START Input

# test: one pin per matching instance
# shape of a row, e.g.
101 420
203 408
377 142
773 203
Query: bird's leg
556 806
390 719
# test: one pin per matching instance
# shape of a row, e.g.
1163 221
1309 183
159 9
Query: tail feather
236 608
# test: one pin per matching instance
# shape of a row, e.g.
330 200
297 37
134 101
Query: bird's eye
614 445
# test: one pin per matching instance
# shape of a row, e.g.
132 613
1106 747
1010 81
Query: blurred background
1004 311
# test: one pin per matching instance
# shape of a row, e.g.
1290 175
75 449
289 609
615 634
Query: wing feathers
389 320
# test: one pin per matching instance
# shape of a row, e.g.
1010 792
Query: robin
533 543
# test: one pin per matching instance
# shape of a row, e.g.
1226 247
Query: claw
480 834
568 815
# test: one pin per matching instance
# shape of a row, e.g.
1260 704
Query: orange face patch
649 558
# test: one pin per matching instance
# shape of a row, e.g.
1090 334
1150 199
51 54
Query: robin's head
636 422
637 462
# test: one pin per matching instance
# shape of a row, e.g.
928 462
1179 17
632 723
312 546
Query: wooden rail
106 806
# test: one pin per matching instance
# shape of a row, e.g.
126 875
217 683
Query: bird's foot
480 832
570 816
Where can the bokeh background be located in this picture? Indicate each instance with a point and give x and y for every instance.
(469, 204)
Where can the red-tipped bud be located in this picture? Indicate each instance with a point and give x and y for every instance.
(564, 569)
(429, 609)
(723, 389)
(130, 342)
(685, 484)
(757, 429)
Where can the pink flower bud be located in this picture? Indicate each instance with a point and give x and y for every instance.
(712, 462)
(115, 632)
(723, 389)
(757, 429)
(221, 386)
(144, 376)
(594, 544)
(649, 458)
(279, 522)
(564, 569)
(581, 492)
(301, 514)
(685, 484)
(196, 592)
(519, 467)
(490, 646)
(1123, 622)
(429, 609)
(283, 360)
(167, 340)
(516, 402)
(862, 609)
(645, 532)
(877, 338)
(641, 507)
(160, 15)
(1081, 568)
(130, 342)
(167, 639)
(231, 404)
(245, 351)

END Input

## Exercise description
Reproduce the data in its entirety. Keep every character unchanged.

## Task output
# test: one pin per matching instance
# shape of a row, e.g.
101 420
203 408
377 142
773 203
Query: bird's leg
556 806
390 719
# test: one pin per matching instance
# shape of a row, e.g.
1163 221
1309 183
159 9
Query: tail feather
236 608
# test: one pin per matching instance
# shape of a row, e.g.
330 200
297 37
134 101
Query: bird's eye
614 445
# test: one pin per matching instance
# shape of a row, e.g.
132 613
1106 747
1010 81
Query: blurred background
1004 311
# test: one pin per matching instance
# shape of a row, e.g.
1290 175
75 449
289 609
615 634
Query: wing feathers
389 320
# test: one pin per matching instance
# shape of a row, e.g.
1010 792
Query: robin
533 543
# test: one pin per matching instance
# shape of a row, e.g.
1226 247
Query: claw
480 834
568 815
# test: one pin per matching instance
# shape of a row, e.g.
1260 704
Query: orange face patch
649 558
# test: one pin per matching instance
# shape of a row, e.g.
1090 334
1150 199
51 54
Query: robin's head
636 422
637 462
# test: one pin per matching instance
# shape of a row, e.g.
928 462
1179 17
632 723
312 546
Query: wooden rail
106 806
# test: one pin per matching instance
# shape of a row, e.g.
126 875
217 683
Query: bird's foot
480 832
570 816
Where can the bokeh background be located in this picture? Indicate each instance with a point and give x and y for every instance.
(469, 204)
Where can the red-tipped bud be located in this picture? Indicate each instance with a point and give x and y for every instance.
(564, 569)
(429, 609)
(723, 389)
(130, 342)
(685, 484)
(757, 429)
Where can the pink flower bud be located in this picture? Indicate each instance with a point and give x and y for every instance.
(712, 462)
(115, 632)
(723, 389)
(757, 429)
(221, 386)
(144, 376)
(594, 544)
(649, 458)
(279, 522)
(564, 569)
(581, 492)
(301, 514)
(685, 484)
(196, 592)
(519, 467)
(490, 646)
(1123, 622)
(429, 609)
(283, 360)
(167, 340)
(516, 402)
(862, 609)
(645, 532)
(877, 338)
(641, 507)
(160, 15)
(1081, 568)
(130, 342)
(167, 639)
(231, 404)
(245, 351)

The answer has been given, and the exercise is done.